Problem to solve => Print out each record below, unaltered and complete, without its images.

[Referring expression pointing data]
..............................

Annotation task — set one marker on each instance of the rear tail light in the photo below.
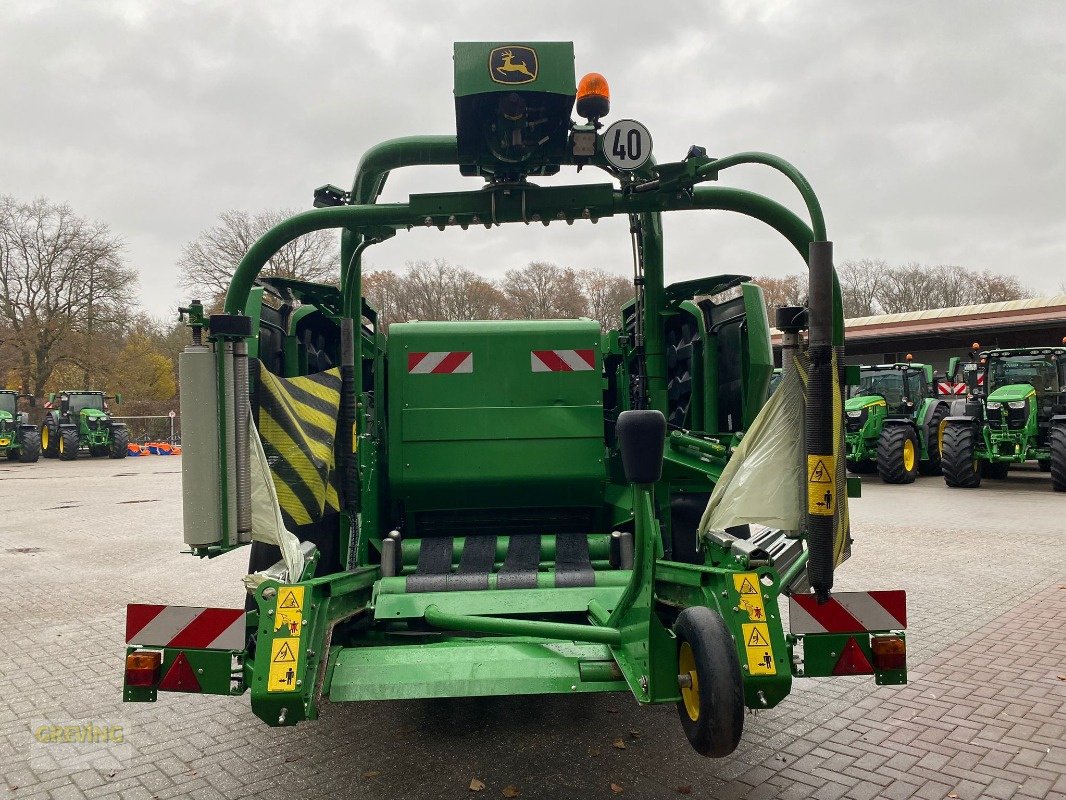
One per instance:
(142, 668)
(889, 652)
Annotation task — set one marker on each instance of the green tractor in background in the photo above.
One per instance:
(891, 421)
(18, 437)
(81, 420)
(1015, 411)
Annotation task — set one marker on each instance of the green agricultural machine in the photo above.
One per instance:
(891, 421)
(79, 419)
(1015, 411)
(496, 508)
(18, 437)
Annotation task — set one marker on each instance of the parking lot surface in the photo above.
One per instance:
(984, 714)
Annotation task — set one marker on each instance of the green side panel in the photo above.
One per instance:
(483, 66)
(500, 603)
(498, 431)
(471, 668)
(760, 354)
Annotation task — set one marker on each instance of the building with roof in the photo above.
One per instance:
(934, 336)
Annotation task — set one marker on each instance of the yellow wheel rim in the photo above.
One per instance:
(687, 665)
(908, 454)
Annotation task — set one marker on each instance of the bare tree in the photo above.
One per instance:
(604, 293)
(543, 290)
(62, 287)
(208, 262)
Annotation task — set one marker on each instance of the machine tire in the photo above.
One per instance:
(933, 433)
(69, 444)
(1056, 440)
(30, 449)
(716, 697)
(898, 453)
(958, 465)
(997, 470)
(119, 443)
(49, 440)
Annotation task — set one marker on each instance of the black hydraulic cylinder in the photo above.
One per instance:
(821, 466)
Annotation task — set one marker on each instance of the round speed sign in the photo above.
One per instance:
(627, 144)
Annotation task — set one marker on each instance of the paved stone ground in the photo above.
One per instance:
(984, 715)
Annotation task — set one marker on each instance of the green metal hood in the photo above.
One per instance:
(863, 401)
(1013, 392)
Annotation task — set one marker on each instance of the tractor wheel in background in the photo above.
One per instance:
(49, 440)
(30, 449)
(69, 442)
(958, 464)
(898, 454)
(861, 467)
(997, 470)
(1056, 440)
(933, 432)
(119, 443)
(712, 707)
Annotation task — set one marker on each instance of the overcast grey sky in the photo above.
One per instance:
(932, 131)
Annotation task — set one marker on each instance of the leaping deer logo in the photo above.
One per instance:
(505, 66)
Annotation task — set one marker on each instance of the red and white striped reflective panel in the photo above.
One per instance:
(440, 364)
(184, 626)
(563, 361)
(849, 612)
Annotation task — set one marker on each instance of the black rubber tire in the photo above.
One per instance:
(861, 467)
(30, 446)
(51, 436)
(720, 719)
(890, 461)
(1056, 441)
(932, 465)
(69, 444)
(119, 443)
(957, 462)
(997, 470)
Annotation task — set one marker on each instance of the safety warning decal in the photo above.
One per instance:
(760, 654)
(289, 614)
(821, 484)
(750, 597)
(284, 660)
(285, 649)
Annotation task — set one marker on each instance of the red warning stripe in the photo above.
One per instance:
(562, 361)
(440, 363)
(184, 626)
(849, 612)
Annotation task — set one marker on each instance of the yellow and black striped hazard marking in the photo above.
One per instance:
(297, 424)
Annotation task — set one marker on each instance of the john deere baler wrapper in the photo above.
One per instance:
(463, 509)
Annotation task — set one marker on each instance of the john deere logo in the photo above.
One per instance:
(513, 64)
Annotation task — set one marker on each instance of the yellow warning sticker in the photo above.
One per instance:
(821, 485)
(760, 655)
(289, 613)
(284, 660)
(746, 585)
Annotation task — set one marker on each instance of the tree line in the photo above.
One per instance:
(68, 317)
(869, 287)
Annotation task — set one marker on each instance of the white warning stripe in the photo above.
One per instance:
(431, 362)
(166, 625)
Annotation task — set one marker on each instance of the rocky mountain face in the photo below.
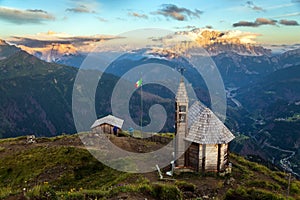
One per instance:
(6, 50)
(35, 96)
(263, 96)
(217, 42)
(54, 52)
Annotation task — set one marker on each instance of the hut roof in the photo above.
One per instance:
(109, 119)
(205, 127)
(181, 95)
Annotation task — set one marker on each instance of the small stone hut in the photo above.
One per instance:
(208, 138)
(108, 124)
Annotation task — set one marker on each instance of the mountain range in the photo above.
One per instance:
(263, 94)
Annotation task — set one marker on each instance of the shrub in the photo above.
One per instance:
(264, 185)
(254, 194)
(166, 192)
(185, 186)
(41, 192)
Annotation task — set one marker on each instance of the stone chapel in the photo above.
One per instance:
(202, 139)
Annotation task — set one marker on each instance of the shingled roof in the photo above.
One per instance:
(181, 95)
(205, 127)
(109, 119)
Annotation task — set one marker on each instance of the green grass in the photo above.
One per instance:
(255, 194)
(66, 172)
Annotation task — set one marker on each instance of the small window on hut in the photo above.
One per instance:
(182, 117)
(182, 108)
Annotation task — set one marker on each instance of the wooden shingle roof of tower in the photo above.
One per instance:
(205, 127)
(181, 95)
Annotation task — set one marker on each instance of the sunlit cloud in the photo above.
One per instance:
(288, 22)
(30, 16)
(251, 5)
(138, 15)
(288, 15)
(80, 9)
(171, 11)
(256, 23)
(102, 19)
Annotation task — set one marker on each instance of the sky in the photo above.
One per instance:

..............................

Response to the exercise =>
Annotation task — set one marker on each instance of the rear tail light in the photo below.
One per instance:
(142, 668)
(889, 652)
Annotation task — set one marker on each instance of the green tractor in background in the photo above.
One per instance:
(891, 421)
(18, 437)
(81, 420)
(1015, 411)
Annotation task — set one marker on each instance of the green agricultural machine in the photo above.
One per instance:
(891, 421)
(79, 419)
(1015, 411)
(496, 508)
(18, 437)
Annotation task — set one marker on each instance of the parking lot surface in the photo above.
One per instance:
(984, 714)
Annotation task — set one marker on each instance of the green side panel in the photo above.
One per instance:
(483, 66)
(500, 603)
(498, 431)
(471, 668)
(760, 354)
Annotation task — set one marker on each instance of the building with roof in the photo above.
One per instance:
(934, 336)
Annotation task — set one marker on each instance of the yellow wheel rim in the photo above.
One per instance:
(687, 665)
(908, 454)
Annotation task — set one marker on each instance of the bare tree in the photo above.
One per instance:
(604, 293)
(543, 290)
(62, 287)
(208, 262)
Annotation task — set one marker on each instance of the machine tire in the photo above.
One per instance:
(933, 433)
(69, 444)
(1056, 440)
(30, 449)
(716, 697)
(898, 453)
(958, 465)
(997, 470)
(119, 443)
(49, 440)
Annotation task — set one marker on each instance of the black hydraulic cylinder in the photo above.
One per instance:
(821, 466)
Annotation task — set one marker on each instance of the round speed sign in the photo above.
One per instance:
(627, 144)
Annotation task — set one marker on each instance of the paved stone ground in the photo above.
One per instance:
(984, 715)
Annotation task — set one marker on each instance of the green metal hood in the photo above.
One per instance:
(863, 401)
(1013, 392)
Annotation task — set one marker on each instance of the tractor wheel in background in the photo above.
One per instance:
(49, 440)
(30, 449)
(69, 442)
(958, 464)
(898, 454)
(861, 467)
(997, 470)
(1056, 440)
(933, 432)
(119, 443)
(712, 707)
Annotation task — set one marker on each instance of the overcast grey sky in the photo above.
One per instance:
(932, 131)
Annotation task — set one marker on each instance of the leaping deer logo in the photo above.
One per instance:
(505, 66)
Annotation task — set one marker on each instance of the red and white striped reflective panel in the photo above.
One per instance:
(440, 364)
(184, 626)
(563, 361)
(849, 612)
Annotation task — set one marker on each instance of the black rubber tire in the photo above.
One per instance:
(861, 467)
(30, 446)
(51, 436)
(720, 719)
(890, 461)
(1056, 441)
(932, 465)
(69, 444)
(119, 443)
(957, 462)
(997, 470)
Annotation task — set one marker on each instance of the safety warning decal in the photo above.
One per instance:
(760, 654)
(289, 614)
(821, 484)
(750, 597)
(284, 660)
(285, 649)
Annotation task — set one marker on each instance of the red warning stripe in the photo above.
One per instance:
(562, 361)
(440, 363)
(184, 626)
(849, 612)
Annotation task — set one marker on each instance of the yellow and black striped hazard marking in the photo above.
One per instance:
(297, 424)
Annotation task — set one marker on each instance of the john deere baler wrapper in the photo above.
One per instance:
(463, 509)
Annotation task — set one marker on each instance of the john deere logo in the photo above.
One per instance:
(513, 64)
Annotation task — set one marker on each instance of the yellow warning sticker in the photo above.
One per instance:
(821, 485)
(760, 655)
(289, 613)
(284, 660)
(746, 585)
Annotation task — set one marker on each instance of the tree line in the photo above.
One per instance:
(68, 317)
(869, 287)
Annotation task — set one marker on each instance of the white warning stripe in the photo above.
One per instance:
(431, 362)
(166, 625)
Annotation task — set one marker on each instance of the rocky mountain face in the photo below.
One per instance:
(6, 50)
(35, 96)
(263, 96)
(217, 42)
(54, 52)
Annotation task — set one marker on each instance of the hut roof in the photo above.
One per instance:
(109, 119)
(205, 127)
(181, 95)
Annotation task — set one marker on each instance of the small stone hut in the photo above.
One per instance:
(208, 138)
(108, 124)
Annotation task — set one marker on each instance of the mountain range in the photo above.
One per instance:
(263, 94)
Annotation task — set one marker on each instance of the shrub in the photo above.
One per instance:
(264, 185)
(254, 194)
(166, 192)
(185, 186)
(41, 192)
Annotation task — set one marker on each instance of the stone chapel in the photo above.
One per instance:
(202, 139)
Annotation task — set one marker on each instance of the shingled roof in the photo above.
One per instance:
(181, 95)
(205, 127)
(109, 119)
Annotation task — set one marker on each instance of the green grass in the photo above.
One per instance:
(255, 194)
(66, 172)
Annotation task — set one marker on each instance of the small window on hut in the photo above.
One per instance:
(182, 117)
(182, 108)
Annotation task — set one marker on each instance of the wooden shingle roof of tower in the photo above.
One per instance:
(205, 127)
(181, 95)
Annotation task — set one marker on each instance of the sunlit cloud in the photo above.
One per instance:
(288, 22)
(30, 16)
(251, 5)
(138, 15)
(288, 15)
(80, 9)
(171, 11)
(256, 23)
(102, 19)
Annotation task — set one marker on each instance of the sky in the photo above.
One per instance:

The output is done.